→ **Material provided**

•••••

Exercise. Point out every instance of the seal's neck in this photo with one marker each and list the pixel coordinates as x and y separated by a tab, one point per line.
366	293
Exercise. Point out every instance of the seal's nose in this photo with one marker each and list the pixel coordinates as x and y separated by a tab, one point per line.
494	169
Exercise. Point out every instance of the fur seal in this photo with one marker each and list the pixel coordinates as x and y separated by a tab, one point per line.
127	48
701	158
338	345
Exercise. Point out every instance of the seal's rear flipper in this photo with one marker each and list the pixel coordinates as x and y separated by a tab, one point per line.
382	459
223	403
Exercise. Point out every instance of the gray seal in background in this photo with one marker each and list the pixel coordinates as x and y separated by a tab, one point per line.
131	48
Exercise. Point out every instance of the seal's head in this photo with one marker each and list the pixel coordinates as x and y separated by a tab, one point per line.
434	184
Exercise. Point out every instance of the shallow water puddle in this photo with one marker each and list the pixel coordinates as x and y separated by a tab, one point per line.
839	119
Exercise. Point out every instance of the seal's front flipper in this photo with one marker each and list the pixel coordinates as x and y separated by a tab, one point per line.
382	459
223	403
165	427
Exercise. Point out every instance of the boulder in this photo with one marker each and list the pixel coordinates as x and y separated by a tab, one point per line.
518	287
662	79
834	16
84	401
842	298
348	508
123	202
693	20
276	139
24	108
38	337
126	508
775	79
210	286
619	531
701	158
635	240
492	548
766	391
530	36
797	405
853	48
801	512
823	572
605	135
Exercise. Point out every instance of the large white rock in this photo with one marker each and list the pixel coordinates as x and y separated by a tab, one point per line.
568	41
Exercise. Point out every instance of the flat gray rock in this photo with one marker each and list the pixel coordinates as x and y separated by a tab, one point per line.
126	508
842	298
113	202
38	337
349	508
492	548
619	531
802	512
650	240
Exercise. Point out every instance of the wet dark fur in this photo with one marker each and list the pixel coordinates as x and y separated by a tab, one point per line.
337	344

•••••

→ **Your assignment**
The data is to be reproduced in full, every line intact.

→ **Response**
Exercise. Point out every instance of the seal's neck in this photo with one marker each and list the pixel coordinates as x and y separated by a tab, one point per line.
366	293
Exercise. Point out every instance of the seal's nose in this photo with one marker each and list the pixel coordinates as x and y separated by a tab, one point per line.
494	169
Exercise. Point out every instance of the fur seal in this photo with one marker each and list the pixel coordinates as x and y separated by a tab, one point per line.
127	48
701	158
338	345
Exercise. Point out every instance of the seal's rear flipper in this photo with one marker each and list the pixel coordinates as x and y separated by a tab, one point per line.
382	459
223	403
Exercise. Point out every instance of the gray seal in background in this photo with one marker each and list the pixel coordinates as x and y separated by a tab, one point per line.
131	48
Exercise. Point out every instance of the seal's head in this photo with one marker each and list the pixel coordinates as x and y separated by a tab, one point per line.
434	184
Exercise. Point out every instance of the shallow water puddle in this photo with one marker each and list the pixel coordinates as x and y separated by a tab, one point per line.
839	119
Exercise. Point out every instance of the seal's front flipper in this photo with one marker each and list the pixel coordinates as x and y separated by a tab, one point per line.
382	459
223	403
165	427
Exercise. Point out every instance of the boulder in this photo with one marker each and list the pixel coordinates as x and y separated by a tab, one point per line.
518	287
662	79
834	16
84	401
842	298
348	508
123	202
693	20
276	139
24	108
38	337
126	508
775	79
210	286
619	531
701	158
635	240
492	548
766	391
530	36
797	405
853	48
801	512
823	572
605	135
Exercise. Point out every instance of the large white rock in this photo with one marker each and list the pixel coordinates as x and y separated by a tab, one point per line.
568	41
Exercise. Point out every instance of the flat gray rock in this photo with one marker each and list the pixel coordinates as x and y separated by a tab, one point per line.
126	508
842	298
113	202
38	337
349	508
492	548
619	531
802	512
650	240
Exercise. Point out every instance of the wet dark fur in this photo with one marker each and list the pixel coordinates as x and y separated by a tab, one point per line.
337	344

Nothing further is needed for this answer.